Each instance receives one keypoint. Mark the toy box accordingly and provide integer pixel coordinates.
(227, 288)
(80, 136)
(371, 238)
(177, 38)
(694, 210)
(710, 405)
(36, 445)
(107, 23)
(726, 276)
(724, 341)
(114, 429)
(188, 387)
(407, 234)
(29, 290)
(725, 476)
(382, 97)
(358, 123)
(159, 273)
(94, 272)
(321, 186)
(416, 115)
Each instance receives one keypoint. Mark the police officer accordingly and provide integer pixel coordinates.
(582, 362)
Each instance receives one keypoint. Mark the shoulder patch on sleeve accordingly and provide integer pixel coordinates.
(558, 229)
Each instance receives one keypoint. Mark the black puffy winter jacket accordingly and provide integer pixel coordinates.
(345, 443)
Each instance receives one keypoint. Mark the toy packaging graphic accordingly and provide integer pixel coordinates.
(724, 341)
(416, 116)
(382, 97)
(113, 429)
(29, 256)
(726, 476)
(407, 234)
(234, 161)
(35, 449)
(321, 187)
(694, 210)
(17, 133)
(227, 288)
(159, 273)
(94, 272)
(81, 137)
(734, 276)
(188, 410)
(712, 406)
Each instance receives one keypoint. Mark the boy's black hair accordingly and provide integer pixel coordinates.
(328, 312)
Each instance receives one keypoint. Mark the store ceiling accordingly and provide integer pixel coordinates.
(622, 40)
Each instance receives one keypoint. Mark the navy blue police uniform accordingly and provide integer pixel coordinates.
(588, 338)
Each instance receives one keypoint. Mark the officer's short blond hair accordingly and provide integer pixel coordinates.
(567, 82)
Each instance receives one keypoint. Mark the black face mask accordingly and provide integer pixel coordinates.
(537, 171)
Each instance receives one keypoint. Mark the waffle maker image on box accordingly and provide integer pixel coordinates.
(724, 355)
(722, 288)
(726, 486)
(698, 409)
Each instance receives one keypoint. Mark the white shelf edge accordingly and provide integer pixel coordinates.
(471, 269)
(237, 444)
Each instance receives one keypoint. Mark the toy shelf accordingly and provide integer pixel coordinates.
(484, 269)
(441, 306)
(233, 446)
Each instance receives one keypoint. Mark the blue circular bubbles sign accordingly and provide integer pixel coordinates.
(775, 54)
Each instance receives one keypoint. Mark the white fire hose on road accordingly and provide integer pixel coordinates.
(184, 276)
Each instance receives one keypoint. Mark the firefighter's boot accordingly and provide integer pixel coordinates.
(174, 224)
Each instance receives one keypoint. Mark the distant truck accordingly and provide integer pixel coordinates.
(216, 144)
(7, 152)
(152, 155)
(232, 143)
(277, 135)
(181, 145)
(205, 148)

★ ★ ★ ★ ★

Render as a numbered list the lines from the one containing "Each instance receives one keypoint. Mark the firefighter's" through the end of the records, both included. Leave out any blank lines.

1. Each instance receives one keypoint. Mark the firefighter's boot accordingly and provide integer pixel coordinates.
2. (174, 224)
3. Each instance receives one keypoint. Mark the distant truck accordingly and provide integer pixel coordinates.
4. (216, 144)
5. (7, 152)
6. (152, 155)
7. (232, 143)
8. (277, 135)
9. (181, 145)
10. (205, 148)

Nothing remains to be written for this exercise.